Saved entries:

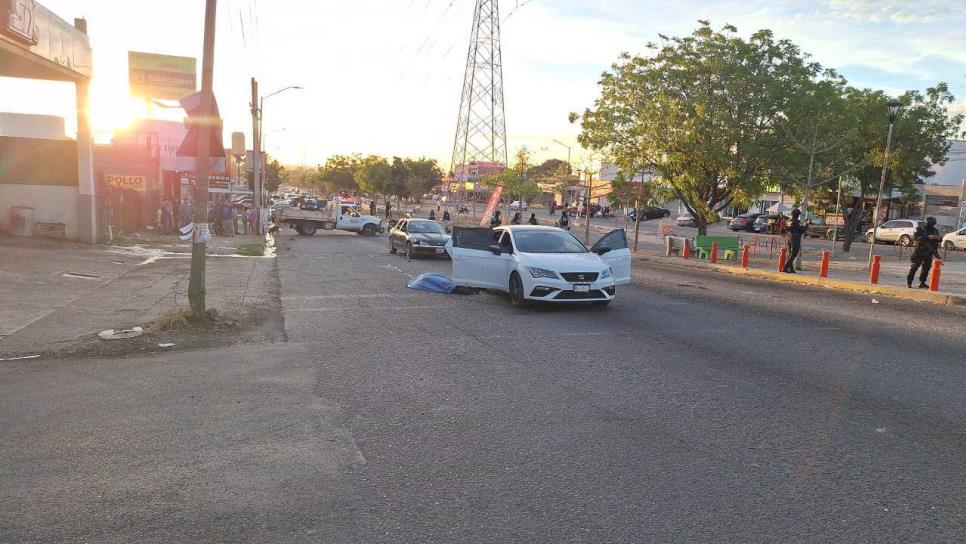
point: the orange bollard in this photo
(874, 273)
(937, 270)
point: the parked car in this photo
(901, 231)
(418, 237)
(648, 213)
(538, 263)
(767, 223)
(686, 220)
(955, 240)
(745, 221)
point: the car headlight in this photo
(542, 273)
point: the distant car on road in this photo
(686, 220)
(745, 221)
(900, 231)
(418, 237)
(538, 263)
(955, 240)
(648, 213)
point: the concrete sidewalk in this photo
(56, 294)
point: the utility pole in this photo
(893, 112)
(590, 189)
(196, 282)
(256, 155)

# Description of the task
Starting at the line that contains "point: the parked car in this photo", restate word for word every line through the last one in the records above. Return nothing else.

# Answer box
point: the parked car in this photo
(901, 231)
(418, 237)
(648, 213)
(538, 263)
(767, 223)
(686, 220)
(955, 240)
(745, 221)
point: the car headlight in this photo
(542, 273)
point: the distant car on road in this photo
(686, 220)
(745, 221)
(900, 231)
(418, 237)
(538, 263)
(955, 240)
(648, 213)
point: the concrete sidewalk in this photo
(56, 294)
point: the utility pole in this photo
(893, 112)
(590, 189)
(196, 282)
(256, 155)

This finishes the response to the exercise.